• Exercise brief:
Repeat the material exactly, leaving no line out.

• Provided entries:
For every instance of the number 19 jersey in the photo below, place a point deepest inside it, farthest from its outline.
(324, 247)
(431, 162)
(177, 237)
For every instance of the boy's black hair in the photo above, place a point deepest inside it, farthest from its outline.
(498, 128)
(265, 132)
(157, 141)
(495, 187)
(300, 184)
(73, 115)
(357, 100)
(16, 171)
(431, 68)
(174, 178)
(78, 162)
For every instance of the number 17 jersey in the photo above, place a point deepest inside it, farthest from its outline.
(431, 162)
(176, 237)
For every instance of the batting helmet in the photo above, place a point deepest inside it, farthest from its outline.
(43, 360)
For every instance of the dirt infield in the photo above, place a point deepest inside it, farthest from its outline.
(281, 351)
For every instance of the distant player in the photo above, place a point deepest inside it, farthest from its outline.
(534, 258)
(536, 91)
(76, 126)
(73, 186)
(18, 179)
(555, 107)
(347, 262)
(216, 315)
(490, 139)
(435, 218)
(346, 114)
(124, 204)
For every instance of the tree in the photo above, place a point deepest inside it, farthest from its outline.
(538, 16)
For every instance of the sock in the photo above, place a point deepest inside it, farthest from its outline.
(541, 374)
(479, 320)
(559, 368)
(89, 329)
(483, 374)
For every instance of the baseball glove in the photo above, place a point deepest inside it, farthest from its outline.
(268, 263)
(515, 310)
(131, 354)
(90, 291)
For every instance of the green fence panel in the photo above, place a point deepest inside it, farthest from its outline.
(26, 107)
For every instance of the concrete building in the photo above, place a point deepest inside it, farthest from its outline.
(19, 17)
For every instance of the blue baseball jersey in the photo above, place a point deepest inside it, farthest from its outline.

• Task solution:
For every instance of the number 19 jersey in the photo below, place a point deepest inside it, farthest from its outline.
(324, 247)
(431, 162)
(177, 237)
For every instance of the boy's black hair in the photo above, place a point deepest inside it, farthest from its outline.
(498, 128)
(265, 132)
(157, 141)
(495, 187)
(300, 184)
(73, 115)
(357, 100)
(16, 171)
(431, 68)
(174, 178)
(78, 162)
For every instance of the number 17 jersey in the photo above, place a point deepest inside it, farthest from its outline.
(431, 162)
(176, 237)
For every instance of the batting helmet in the photo above, place a point deepest inside it, farthest from its outline.
(43, 360)
For every instance of the dirt infield in the photo above, place a point deepest inside it, farthest from its outline.
(281, 351)
For every instance of the distant player in the photo above, place a point deepest inside it, farthest from its outline.
(534, 258)
(536, 91)
(76, 126)
(73, 186)
(18, 179)
(555, 107)
(347, 262)
(216, 315)
(490, 139)
(435, 218)
(346, 114)
(124, 204)
For every instance of the tree in the photo above, place a point deepest inside it, farthest from its outline.
(538, 16)
For every instance of the sock in the photo above, place a point deepest inside it, farthest from its outline.
(541, 374)
(479, 320)
(559, 368)
(89, 329)
(483, 374)
For every instance of the baseball glove in the photo above, place a point deepest inside it, farthest from its outline.
(268, 263)
(515, 310)
(131, 354)
(90, 291)
For every instance of the green fence panel in the photo above, place a point deepest inside it, farthest from its outline.
(26, 107)
For every instance of the concrete building in the photo above, place a point deepest inside it, farthest from its outline.
(19, 17)
For every instance of the blue baseball jersey in the photo above, place a point deepest inside it, farthest from its outline.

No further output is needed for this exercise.